Data for this task »
>>>>

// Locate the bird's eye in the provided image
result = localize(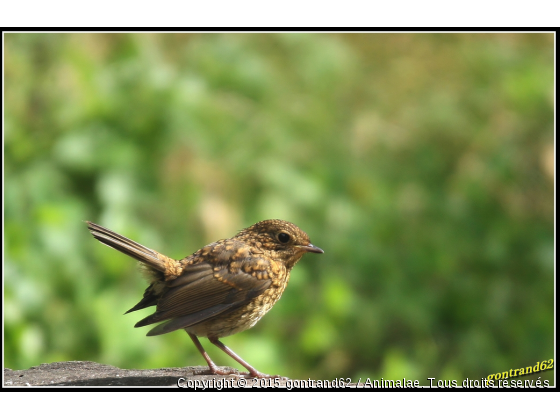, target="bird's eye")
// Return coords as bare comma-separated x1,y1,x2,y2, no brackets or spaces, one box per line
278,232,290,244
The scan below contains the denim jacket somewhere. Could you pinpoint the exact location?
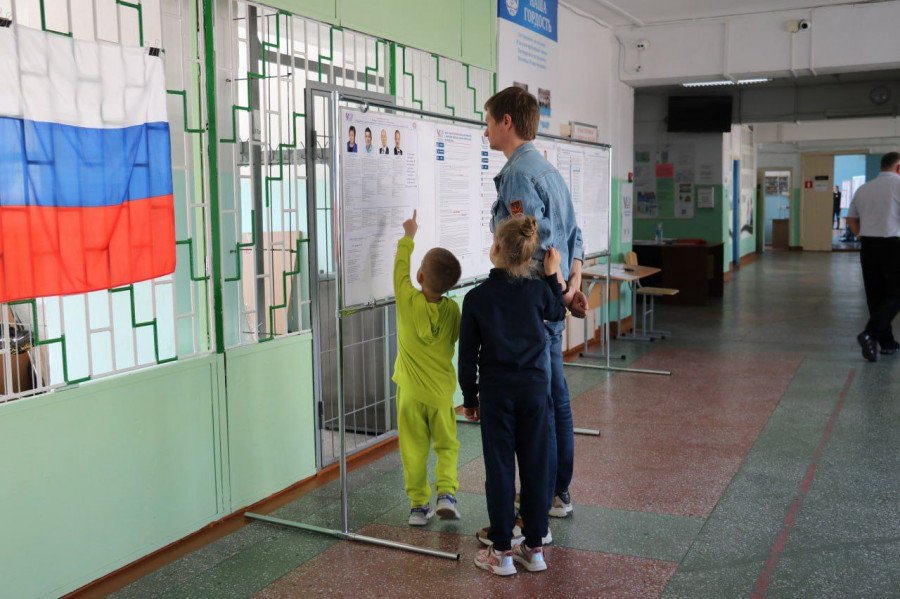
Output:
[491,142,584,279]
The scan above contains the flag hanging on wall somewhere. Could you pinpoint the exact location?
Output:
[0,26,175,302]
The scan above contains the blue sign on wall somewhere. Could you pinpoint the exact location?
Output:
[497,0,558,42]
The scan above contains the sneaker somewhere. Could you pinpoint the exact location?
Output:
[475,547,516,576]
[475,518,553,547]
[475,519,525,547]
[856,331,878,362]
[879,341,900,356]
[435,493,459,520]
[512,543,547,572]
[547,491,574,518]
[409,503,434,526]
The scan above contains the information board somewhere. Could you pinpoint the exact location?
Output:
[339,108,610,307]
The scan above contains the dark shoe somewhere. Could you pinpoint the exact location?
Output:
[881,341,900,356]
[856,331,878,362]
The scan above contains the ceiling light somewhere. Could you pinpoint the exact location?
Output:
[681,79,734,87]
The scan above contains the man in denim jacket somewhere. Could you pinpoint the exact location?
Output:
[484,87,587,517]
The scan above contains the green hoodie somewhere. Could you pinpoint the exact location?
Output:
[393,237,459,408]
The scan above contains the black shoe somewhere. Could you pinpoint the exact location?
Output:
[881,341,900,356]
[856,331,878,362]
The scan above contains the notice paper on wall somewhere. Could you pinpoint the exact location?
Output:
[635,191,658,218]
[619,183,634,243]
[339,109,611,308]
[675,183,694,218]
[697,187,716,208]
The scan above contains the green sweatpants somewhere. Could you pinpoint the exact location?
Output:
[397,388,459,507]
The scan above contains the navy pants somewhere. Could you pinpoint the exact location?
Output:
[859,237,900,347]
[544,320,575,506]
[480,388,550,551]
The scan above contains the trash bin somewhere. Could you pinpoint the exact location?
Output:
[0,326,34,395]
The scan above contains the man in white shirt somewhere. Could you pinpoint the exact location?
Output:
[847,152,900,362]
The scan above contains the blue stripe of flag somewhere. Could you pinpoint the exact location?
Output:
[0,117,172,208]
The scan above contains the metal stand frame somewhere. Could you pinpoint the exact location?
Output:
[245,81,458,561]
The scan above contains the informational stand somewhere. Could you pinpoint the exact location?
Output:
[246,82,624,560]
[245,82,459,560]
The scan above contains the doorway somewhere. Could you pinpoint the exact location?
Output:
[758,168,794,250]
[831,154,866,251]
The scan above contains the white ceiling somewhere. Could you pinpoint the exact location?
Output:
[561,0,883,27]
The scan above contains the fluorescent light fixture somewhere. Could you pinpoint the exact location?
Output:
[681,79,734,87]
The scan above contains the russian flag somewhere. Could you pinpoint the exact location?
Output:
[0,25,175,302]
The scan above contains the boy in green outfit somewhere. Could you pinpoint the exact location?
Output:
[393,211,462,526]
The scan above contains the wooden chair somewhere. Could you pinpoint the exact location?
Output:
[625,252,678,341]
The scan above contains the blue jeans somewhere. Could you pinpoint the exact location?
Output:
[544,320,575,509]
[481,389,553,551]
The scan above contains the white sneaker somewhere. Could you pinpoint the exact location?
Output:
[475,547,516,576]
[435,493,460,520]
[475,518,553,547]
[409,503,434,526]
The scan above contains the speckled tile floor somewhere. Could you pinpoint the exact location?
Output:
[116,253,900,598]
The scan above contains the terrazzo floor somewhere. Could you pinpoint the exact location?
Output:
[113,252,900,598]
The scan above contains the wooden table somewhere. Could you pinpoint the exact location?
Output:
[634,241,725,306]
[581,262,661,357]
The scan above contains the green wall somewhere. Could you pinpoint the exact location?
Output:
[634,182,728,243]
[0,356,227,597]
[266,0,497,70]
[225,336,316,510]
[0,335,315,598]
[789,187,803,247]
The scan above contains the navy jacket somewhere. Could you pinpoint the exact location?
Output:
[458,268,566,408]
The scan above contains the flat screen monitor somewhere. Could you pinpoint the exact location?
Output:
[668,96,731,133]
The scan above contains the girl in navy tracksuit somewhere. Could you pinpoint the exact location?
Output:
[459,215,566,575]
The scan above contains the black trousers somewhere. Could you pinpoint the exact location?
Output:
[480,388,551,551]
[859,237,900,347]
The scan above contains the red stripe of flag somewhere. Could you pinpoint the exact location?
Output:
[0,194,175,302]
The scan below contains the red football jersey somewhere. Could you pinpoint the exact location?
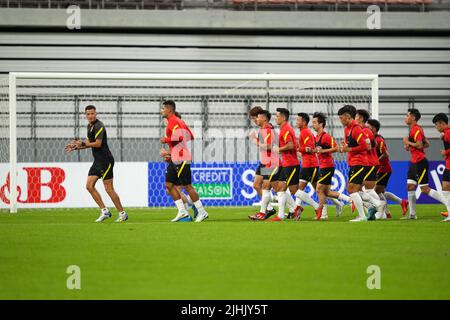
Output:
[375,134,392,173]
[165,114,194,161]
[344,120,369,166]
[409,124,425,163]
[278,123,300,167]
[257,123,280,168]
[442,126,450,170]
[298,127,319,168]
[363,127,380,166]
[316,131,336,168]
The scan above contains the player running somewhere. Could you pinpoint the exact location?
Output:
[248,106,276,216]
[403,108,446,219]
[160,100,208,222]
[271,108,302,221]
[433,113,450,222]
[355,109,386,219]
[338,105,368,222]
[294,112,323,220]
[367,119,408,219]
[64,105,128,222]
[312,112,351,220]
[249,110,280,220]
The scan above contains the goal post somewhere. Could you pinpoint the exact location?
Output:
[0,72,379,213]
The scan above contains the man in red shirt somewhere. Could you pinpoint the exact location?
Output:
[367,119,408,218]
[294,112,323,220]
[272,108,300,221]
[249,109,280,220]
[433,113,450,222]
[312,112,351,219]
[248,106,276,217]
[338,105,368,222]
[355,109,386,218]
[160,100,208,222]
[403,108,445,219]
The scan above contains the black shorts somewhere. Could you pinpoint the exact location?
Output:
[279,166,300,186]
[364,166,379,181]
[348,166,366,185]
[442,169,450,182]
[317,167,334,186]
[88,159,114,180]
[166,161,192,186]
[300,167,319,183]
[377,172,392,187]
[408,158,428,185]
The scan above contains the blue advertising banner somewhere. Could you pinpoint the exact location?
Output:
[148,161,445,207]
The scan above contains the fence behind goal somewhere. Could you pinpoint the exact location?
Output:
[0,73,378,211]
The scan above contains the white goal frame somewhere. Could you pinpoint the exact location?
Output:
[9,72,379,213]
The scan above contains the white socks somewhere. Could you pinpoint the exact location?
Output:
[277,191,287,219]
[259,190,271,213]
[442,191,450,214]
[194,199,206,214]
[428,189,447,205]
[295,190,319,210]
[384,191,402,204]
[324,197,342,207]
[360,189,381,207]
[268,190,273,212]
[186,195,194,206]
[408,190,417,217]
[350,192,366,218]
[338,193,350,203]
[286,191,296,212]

<<<<
>>>>

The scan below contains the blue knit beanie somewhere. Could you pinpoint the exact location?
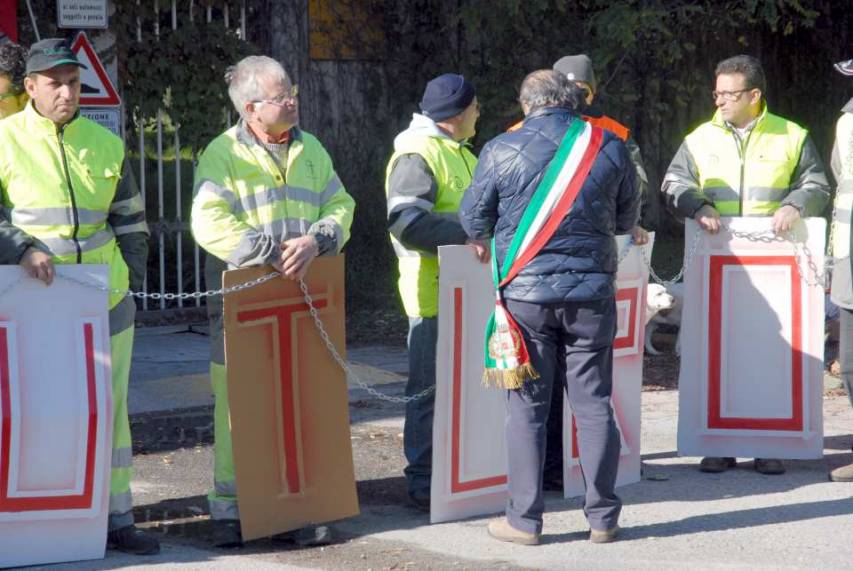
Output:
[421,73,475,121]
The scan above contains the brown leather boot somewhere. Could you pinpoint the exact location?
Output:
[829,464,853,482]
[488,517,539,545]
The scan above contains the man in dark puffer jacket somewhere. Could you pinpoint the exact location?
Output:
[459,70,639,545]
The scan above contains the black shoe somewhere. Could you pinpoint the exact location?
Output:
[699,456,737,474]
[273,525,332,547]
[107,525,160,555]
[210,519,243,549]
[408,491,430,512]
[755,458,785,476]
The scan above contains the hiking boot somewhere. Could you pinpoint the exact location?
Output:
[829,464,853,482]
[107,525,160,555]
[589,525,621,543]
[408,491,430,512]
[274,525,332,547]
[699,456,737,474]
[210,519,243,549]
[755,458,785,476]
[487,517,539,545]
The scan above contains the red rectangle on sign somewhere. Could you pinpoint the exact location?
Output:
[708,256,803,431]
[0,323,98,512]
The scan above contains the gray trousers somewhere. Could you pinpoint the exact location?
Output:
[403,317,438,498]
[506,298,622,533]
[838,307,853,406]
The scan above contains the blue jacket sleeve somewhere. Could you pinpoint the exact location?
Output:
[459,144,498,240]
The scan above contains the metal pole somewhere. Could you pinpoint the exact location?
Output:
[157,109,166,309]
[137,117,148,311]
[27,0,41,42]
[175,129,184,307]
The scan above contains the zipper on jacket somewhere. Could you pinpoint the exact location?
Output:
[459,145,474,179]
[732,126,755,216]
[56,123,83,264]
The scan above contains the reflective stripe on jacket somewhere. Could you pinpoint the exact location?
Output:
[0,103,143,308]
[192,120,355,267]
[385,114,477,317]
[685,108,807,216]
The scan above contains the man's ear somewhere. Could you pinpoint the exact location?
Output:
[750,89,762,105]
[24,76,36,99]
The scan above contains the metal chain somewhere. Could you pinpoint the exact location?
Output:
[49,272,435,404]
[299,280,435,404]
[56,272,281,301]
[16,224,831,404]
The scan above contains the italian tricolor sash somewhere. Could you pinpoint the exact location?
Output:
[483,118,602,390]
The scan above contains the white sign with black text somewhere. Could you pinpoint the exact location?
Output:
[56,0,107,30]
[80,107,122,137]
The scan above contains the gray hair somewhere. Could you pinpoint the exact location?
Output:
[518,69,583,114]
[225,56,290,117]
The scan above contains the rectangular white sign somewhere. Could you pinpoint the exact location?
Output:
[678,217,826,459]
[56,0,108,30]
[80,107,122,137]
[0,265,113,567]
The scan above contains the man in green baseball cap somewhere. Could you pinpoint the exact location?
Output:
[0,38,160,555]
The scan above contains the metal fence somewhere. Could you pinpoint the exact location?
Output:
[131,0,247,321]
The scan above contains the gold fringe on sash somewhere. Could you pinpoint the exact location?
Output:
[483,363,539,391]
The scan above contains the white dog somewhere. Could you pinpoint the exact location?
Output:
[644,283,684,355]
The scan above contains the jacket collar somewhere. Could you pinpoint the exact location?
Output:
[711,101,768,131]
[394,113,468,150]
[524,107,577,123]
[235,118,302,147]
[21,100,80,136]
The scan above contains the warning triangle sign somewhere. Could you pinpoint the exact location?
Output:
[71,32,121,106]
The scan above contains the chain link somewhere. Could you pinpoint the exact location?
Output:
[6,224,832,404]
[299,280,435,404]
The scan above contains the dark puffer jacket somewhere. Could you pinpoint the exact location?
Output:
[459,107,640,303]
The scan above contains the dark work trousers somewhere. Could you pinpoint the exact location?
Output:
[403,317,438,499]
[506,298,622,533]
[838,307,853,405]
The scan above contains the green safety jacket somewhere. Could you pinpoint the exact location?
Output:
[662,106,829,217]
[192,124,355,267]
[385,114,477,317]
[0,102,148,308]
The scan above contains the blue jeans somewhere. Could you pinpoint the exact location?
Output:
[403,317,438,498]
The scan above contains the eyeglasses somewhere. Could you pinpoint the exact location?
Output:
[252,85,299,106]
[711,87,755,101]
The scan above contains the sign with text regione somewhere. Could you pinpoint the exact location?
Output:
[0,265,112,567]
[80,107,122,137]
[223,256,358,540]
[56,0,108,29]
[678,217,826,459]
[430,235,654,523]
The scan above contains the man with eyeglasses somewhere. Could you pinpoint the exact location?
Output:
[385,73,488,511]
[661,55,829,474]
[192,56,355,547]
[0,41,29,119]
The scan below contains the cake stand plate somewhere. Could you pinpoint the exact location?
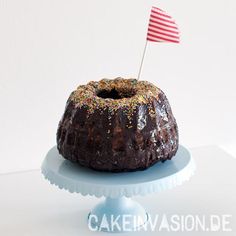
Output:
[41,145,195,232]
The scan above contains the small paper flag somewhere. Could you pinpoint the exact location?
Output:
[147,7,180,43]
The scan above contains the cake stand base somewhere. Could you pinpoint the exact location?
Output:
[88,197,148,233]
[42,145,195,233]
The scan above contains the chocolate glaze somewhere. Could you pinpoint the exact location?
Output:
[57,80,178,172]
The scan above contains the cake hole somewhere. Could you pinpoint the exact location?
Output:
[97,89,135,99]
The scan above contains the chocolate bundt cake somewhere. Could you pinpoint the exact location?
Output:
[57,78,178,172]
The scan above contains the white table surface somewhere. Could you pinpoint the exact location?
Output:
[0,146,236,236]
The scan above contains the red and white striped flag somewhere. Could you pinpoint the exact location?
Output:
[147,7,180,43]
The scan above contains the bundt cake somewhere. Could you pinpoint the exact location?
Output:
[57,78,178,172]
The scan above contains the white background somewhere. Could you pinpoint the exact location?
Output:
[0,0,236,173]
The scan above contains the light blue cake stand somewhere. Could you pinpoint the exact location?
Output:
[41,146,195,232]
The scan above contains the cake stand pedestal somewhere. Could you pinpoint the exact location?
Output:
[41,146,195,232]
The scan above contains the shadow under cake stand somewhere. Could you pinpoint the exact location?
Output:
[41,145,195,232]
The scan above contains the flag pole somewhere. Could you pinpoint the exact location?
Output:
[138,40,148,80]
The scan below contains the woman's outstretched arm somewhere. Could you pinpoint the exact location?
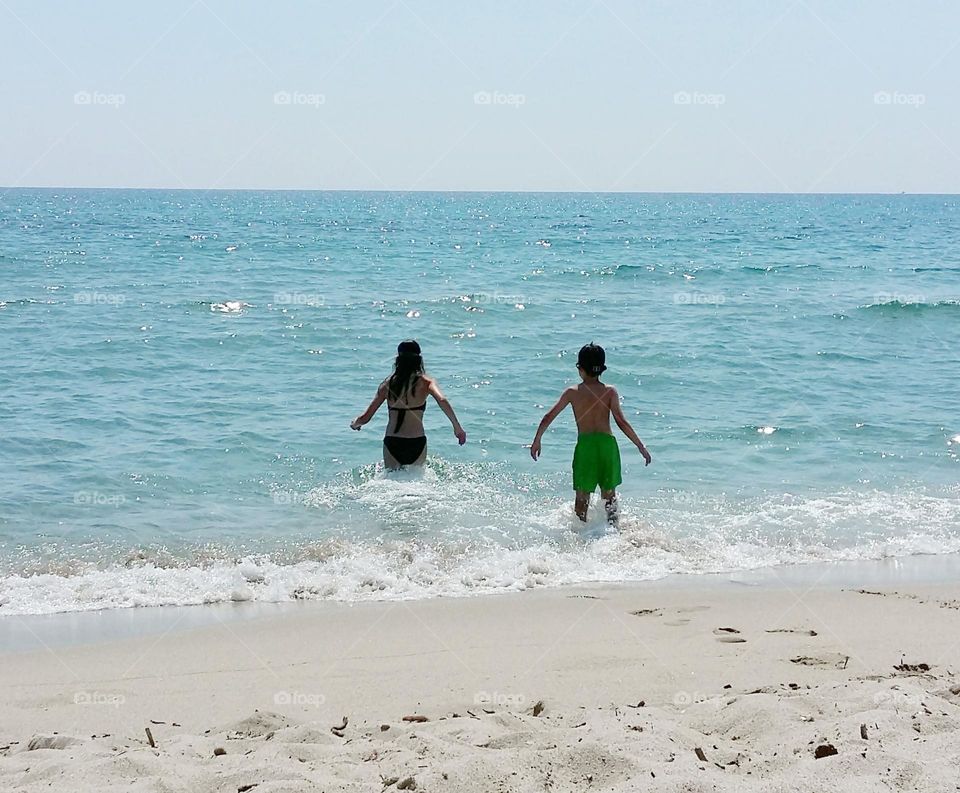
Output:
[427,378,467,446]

<<<<
>>>>

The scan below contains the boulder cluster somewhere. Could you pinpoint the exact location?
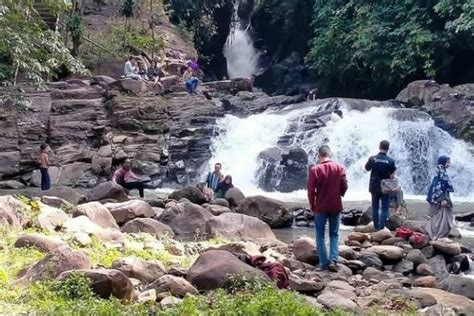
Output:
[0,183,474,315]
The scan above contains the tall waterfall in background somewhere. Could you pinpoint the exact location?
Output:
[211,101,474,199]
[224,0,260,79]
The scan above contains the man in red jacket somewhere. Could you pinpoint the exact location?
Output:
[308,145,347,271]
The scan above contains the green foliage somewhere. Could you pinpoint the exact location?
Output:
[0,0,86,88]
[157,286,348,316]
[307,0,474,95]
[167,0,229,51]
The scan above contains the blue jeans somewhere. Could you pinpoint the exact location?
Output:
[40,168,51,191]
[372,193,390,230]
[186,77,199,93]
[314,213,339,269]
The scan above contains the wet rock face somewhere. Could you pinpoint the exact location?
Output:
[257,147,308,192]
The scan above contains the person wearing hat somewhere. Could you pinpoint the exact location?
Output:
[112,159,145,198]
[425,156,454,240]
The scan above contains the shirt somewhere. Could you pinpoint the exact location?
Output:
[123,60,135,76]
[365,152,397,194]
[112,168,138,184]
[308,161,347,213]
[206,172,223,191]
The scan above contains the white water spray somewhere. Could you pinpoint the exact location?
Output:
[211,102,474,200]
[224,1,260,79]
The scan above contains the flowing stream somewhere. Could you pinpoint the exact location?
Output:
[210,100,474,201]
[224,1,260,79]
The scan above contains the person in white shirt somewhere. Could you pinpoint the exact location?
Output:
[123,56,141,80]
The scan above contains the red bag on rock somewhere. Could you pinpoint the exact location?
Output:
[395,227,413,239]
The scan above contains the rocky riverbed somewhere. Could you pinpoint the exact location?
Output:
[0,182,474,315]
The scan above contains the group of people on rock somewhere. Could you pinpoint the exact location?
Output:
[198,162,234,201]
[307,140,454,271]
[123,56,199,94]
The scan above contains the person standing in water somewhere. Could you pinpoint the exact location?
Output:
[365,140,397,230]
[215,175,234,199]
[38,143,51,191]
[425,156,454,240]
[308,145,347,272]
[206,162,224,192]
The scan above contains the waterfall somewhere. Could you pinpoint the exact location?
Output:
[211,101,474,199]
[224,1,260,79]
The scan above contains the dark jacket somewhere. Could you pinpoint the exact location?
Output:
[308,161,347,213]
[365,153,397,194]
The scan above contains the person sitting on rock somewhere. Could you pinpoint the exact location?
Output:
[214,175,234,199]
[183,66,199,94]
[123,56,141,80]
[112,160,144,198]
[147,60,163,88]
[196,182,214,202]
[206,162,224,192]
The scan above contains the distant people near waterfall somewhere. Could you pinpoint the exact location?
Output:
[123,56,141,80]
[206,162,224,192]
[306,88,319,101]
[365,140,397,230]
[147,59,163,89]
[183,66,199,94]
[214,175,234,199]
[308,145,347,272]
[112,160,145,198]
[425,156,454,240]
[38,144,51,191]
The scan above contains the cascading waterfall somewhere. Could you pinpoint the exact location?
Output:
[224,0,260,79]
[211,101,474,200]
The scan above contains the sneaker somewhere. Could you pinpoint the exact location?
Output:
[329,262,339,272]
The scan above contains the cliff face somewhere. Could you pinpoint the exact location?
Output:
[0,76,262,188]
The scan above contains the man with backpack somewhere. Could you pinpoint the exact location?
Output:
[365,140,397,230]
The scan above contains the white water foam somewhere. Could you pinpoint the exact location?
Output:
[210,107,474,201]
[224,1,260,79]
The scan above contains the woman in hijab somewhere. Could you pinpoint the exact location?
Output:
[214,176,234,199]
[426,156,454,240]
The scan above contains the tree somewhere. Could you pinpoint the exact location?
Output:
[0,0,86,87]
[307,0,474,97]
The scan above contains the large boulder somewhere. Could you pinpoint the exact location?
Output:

<<<<

Rewrite the stretch of entries from the line that contains "The scan above contains the goal" through the line that contains "[286,191,296,212]", changing "pinpoint" to "identify" and leaving everything else as it is.

The scan above contains the goal post somewhere. Could you identify the exact location?
Output:
[0,72,379,213]
The scan above contains the man in red shirt somewhere. Could you identify the exact location?
Output:
[367,119,408,218]
[294,112,323,220]
[272,108,300,221]
[249,109,280,220]
[433,113,450,222]
[312,112,351,219]
[248,106,276,217]
[338,105,368,222]
[355,109,386,218]
[160,100,208,222]
[403,108,445,219]
The scan above contains the black shorts somewhere. Could you identify the exact location?
Output:
[279,166,300,186]
[364,166,379,181]
[348,166,366,185]
[442,169,450,182]
[317,167,334,186]
[88,159,114,180]
[166,161,192,186]
[300,167,319,183]
[377,172,392,187]
[408,158,428,185]
The scan above contains the blue advertising banner somewhere. Could you identify the exact location?
Output:
[148,161,445,207]
The scan above contains the fence behind goal somewhere. Could you identify the exact location?
Output:
[0,73,378,211]
The scan above contains the white goal frame somewhere. Could you identify the exact location?
Output:
[9,72,379,213]
The scan above contains the white socks somewhere. Could you identify the exact location?
Output:
[277,191,287,219]
[259,190,271,213]
[442,191,450,214]
[194,199,206,214]
[428,189,447,205]
[295,190,319,210]
[384,191,402,204]
[324,197,342,207]
[360,189,381,207]
[268,190,273,212]
[186,195,194,206]
[408,190,417,217]
[350,192,366,218]
[338,193,350,203]
[286,191,296,212]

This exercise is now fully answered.